_AIM A_
In the anger and rage page, what does the author say they have collected below?
_AIM B_
In the anger and rage page, rewrite everything from "what we don’t engage we cannot transform" down to "do about it?", replacing "angry" with "furious".
_AIM C_
Based on the anger and rage page, answer yes or no to each statement below and quote the words that decide it: (i) The author suggests we see anger as negative. (ii) The page says most people have good reason to be angry. (iii) The page blames the world's mess on forces of nature.

_DOCUMENT SECTION_
The anger and rage collection: what we don’t engage we cannot transform

what we don’t engage we cannot transform

Anger is an emotion many people have so much trouble with that what happens is that is they end up denying that it’s how they feel and also then, in turn, become unable to be present to it in others.

This is not an effective way to heal if one has good reason to be angry. In fact it becomes impossible. Most people have good reason to be angry. We live in a culture of abuse and trauma and we’ve all been hurt. We also see a world where forces that feel much bigger than us are hurting many 1000s and millions of people all over the world. We also watch as our world and planet is being destroyed. So many good reasons to be angry, yes. And so many good reasons to be totally and completely aware of what is going on around us. We need to get it together! The world is a mess and it’s a mess because of us. Human beings.

So, what do we do about it?

I have collected below some quotes and then a list of links to articles dealing with anger and/or rage. There are many healthy ways to consider this dark emotion that is part of our emotional heritage. I’d like to first suggest that we not see it as negative. It is there for a reason. It helps inform us. What we have to do is understand it and embrace it. We can’t do that if we pretend it’s wrong and nasty and inhuman.

_STORED ROWS_
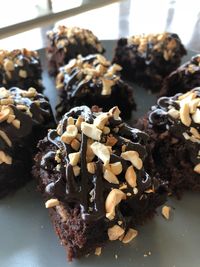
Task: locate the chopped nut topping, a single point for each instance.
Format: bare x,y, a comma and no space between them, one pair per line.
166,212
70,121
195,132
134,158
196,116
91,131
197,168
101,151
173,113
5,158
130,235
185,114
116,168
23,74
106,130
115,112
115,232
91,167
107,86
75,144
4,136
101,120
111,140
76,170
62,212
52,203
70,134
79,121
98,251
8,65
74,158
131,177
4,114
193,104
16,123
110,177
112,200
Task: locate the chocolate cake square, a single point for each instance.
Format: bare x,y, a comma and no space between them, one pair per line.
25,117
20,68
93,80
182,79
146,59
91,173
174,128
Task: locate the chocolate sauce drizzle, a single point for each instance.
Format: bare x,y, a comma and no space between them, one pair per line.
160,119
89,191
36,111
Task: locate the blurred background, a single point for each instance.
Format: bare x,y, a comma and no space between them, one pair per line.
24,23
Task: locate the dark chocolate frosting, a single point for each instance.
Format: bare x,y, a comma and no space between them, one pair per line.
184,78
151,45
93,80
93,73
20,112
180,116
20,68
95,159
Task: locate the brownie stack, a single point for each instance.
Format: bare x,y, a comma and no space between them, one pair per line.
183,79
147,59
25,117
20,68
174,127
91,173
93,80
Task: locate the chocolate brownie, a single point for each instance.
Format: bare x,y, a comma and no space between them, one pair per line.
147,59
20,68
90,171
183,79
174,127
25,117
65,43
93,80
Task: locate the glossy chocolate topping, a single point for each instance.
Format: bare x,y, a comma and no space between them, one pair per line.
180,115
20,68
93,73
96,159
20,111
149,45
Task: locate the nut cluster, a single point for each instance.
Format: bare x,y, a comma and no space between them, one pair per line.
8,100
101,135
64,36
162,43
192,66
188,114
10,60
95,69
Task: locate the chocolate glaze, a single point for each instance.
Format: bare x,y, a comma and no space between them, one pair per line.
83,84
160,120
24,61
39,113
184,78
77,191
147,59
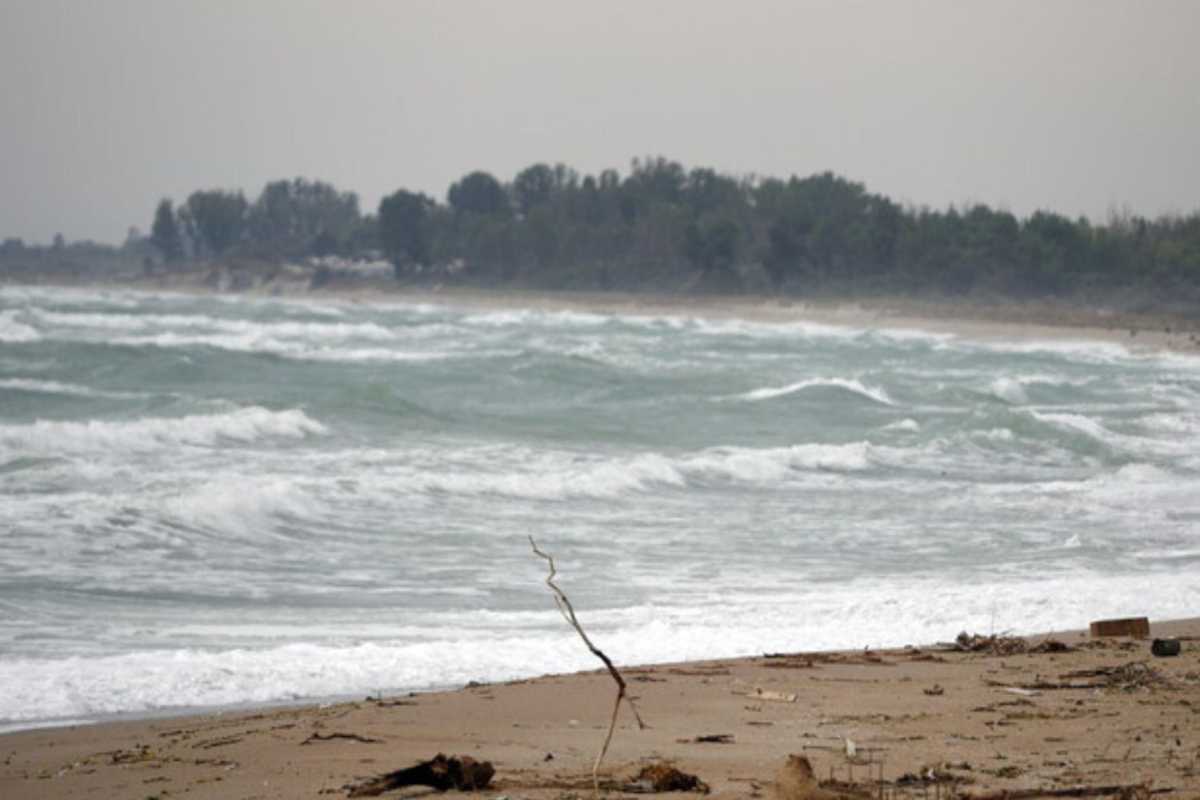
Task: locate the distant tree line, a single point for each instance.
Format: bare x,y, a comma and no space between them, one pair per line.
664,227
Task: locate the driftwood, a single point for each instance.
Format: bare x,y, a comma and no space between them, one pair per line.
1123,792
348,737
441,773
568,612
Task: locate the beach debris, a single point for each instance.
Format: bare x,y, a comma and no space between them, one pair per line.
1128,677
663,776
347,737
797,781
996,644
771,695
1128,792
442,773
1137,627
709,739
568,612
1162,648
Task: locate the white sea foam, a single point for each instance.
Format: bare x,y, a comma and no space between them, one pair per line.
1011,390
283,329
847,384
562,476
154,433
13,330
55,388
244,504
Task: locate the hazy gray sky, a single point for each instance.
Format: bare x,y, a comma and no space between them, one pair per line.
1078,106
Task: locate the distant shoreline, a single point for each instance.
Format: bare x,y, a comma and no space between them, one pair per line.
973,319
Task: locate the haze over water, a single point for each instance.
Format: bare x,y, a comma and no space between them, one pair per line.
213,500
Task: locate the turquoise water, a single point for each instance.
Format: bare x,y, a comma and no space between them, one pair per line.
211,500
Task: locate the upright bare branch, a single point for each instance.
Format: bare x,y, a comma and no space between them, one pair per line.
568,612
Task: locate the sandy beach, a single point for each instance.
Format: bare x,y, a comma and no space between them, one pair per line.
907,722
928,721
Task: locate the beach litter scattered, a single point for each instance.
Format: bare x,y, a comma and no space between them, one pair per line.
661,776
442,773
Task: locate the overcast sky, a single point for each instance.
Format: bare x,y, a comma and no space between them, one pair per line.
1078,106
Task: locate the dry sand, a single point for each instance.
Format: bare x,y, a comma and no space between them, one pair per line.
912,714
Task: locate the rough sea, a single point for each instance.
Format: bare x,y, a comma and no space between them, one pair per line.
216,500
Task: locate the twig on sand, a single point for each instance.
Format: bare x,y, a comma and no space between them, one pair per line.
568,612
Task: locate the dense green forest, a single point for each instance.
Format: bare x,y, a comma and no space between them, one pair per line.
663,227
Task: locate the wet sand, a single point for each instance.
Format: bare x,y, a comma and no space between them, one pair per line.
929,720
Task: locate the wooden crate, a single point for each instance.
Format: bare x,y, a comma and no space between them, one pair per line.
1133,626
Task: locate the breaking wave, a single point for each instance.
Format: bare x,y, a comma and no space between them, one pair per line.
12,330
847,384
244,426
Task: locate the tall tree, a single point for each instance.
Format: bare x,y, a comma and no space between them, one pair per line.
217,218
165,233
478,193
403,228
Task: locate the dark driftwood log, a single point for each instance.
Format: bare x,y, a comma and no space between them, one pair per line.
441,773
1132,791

_WRITTEN RESPONSE A_
Some quotes and then a list of links to articles dealing with anger and/or rage.

_WRITTEN RESPONSE B_
what we don’t engage we cannot transform

Anger is an emotion many people have so much trouble with that what happens is that is they end up denying that it’s how they feel and also then, in turn, become unable to be present to it in others.

This is not an effective way to heal if one has good reason to be furious. In fact it becomes impossible. Most people have good reason to be furious. We live in a culture of abuse and trauma and we’ve all been hurt. We also see a world where forces that feel much bigger than us are hurting many 1000s and millions of people all over the world. We also watch as our world and planet is being destroyed. So many good reasons to be furious, yes. And so many good reasons to be totally and completely aware of what is going on around us. We need to get it together! The world is a mess and it’s a mess because of us. Human beings.

So, what do we do about it?

_WRITTEN RESPONSE C_
(i) No: "I’d like to first suggest that we not see it as negative."
(ii) Yes: "Most people have good reason to be angry."
(iii) No: "it’s a mess because of us. Human beings."